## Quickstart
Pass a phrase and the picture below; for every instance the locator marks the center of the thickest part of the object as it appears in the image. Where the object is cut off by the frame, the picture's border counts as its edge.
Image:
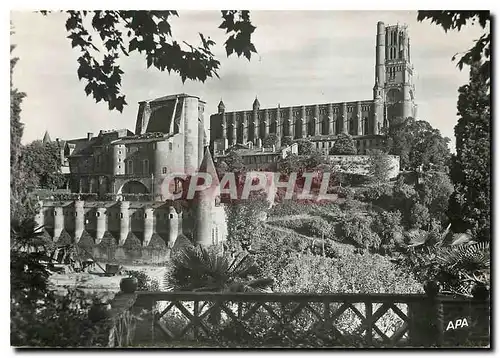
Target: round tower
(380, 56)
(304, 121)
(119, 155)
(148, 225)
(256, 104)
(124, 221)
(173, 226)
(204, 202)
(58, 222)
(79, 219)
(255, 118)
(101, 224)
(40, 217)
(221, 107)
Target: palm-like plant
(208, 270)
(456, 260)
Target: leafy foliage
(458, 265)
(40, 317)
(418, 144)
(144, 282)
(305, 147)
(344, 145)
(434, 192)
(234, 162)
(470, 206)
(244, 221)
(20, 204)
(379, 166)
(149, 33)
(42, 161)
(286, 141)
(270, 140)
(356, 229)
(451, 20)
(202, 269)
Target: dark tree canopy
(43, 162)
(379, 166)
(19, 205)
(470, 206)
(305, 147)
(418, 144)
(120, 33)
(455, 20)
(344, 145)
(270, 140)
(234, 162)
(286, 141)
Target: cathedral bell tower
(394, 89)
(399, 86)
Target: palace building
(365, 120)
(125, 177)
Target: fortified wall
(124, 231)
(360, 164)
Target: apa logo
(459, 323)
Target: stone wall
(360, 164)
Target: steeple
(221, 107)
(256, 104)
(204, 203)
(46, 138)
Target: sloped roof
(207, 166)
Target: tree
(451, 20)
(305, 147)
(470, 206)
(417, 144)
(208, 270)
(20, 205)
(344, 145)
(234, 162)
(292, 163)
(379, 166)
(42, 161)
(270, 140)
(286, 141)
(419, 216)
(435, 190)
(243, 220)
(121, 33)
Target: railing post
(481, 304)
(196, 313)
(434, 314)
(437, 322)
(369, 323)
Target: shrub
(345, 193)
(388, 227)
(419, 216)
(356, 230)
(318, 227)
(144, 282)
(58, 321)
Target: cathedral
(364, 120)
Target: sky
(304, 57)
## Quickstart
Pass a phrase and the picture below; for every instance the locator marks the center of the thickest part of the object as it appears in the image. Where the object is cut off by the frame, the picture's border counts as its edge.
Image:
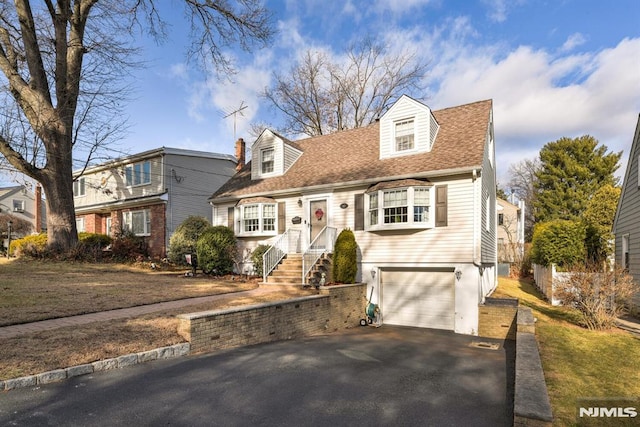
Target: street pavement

* * *

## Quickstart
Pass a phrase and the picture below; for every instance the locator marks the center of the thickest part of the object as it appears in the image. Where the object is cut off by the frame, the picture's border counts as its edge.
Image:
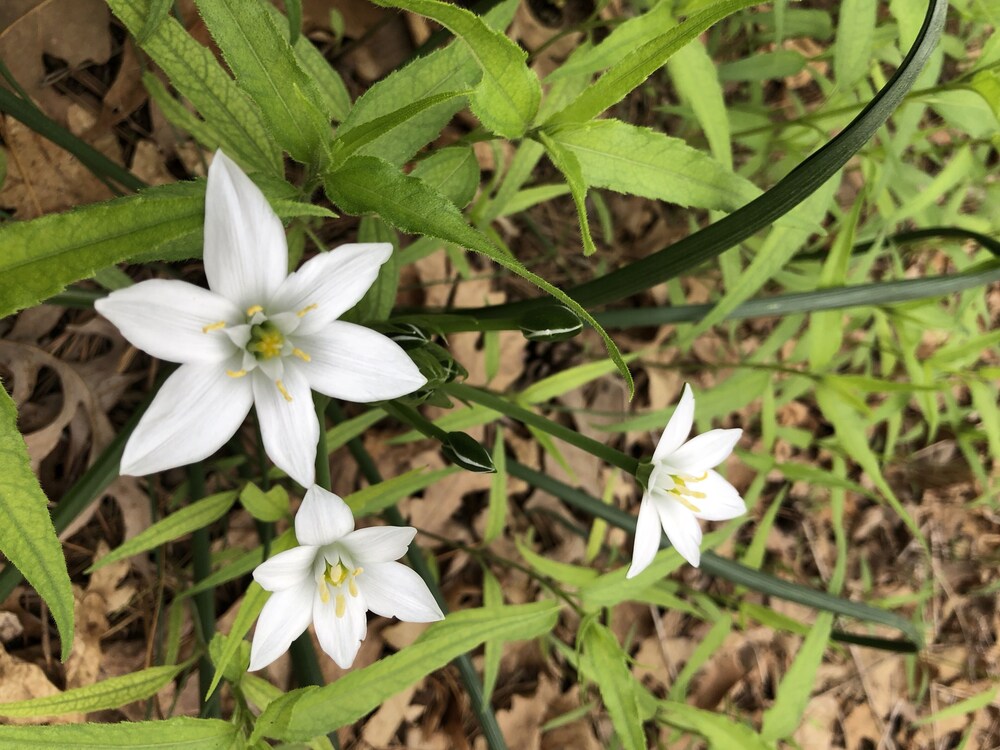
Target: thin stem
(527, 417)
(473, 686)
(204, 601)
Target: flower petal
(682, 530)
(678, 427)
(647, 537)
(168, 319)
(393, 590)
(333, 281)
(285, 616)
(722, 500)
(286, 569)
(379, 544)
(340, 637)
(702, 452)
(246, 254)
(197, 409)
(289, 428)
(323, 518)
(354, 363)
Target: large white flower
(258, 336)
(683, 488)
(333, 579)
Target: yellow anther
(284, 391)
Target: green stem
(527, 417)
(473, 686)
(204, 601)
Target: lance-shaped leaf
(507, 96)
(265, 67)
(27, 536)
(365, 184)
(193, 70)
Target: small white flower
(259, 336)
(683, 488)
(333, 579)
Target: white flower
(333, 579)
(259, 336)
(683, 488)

---

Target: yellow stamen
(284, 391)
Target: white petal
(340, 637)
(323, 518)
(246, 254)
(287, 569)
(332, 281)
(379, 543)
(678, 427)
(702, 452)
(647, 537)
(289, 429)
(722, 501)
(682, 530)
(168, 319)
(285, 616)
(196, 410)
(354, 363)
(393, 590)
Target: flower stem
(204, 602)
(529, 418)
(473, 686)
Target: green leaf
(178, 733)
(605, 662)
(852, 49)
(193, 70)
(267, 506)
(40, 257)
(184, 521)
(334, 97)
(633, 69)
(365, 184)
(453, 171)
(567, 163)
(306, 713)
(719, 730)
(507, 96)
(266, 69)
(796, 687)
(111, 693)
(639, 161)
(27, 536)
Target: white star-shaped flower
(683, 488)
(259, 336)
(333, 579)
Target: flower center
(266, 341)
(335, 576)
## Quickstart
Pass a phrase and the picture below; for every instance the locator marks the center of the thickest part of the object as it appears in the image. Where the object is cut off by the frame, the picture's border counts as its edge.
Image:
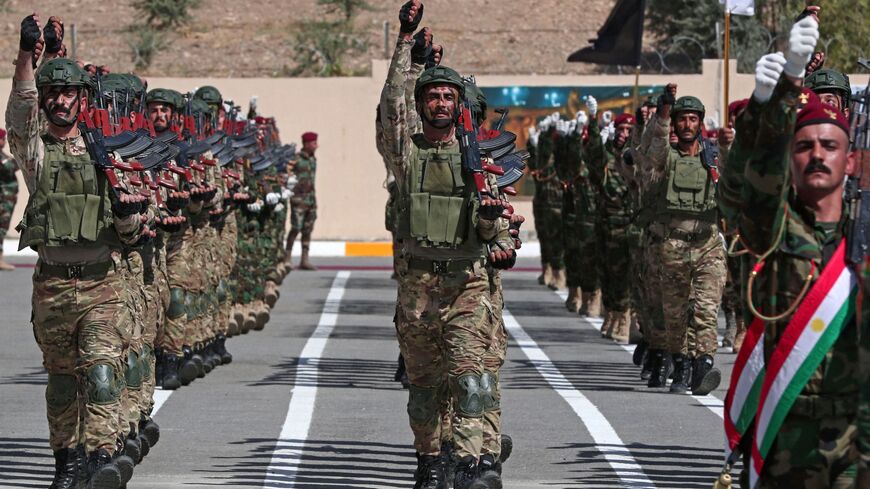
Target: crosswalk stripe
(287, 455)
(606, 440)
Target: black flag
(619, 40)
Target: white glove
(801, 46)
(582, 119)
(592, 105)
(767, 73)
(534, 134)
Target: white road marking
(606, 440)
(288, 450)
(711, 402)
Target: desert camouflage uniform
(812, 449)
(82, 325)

§ Brief
Starting at the line containing "Target: railing post" and stopping at the line containing "Target: street pavement", output every line above exactly, both ends included, with pictures omitted.

§ Expected output
Target: railing post
(481, 304)
(196, 313)
(434, 314)
(437, 322)
(369, 323)
Target: shrub
(345, 193)
(388, 227)
(419, 216)
(356, 230)
(318, 227)
(144, 282)
(58, 321)
Target: cathedral
(364, 120)
Target: sky
(304, 57)
## Quickstart
Pass a phrase and the picture below; for every instance the locator marks the center of the thickest part of the object as it appears in the image. Where the object is cut off by the frame, the picture's border counts as its edge.
Image:
Target: street pavement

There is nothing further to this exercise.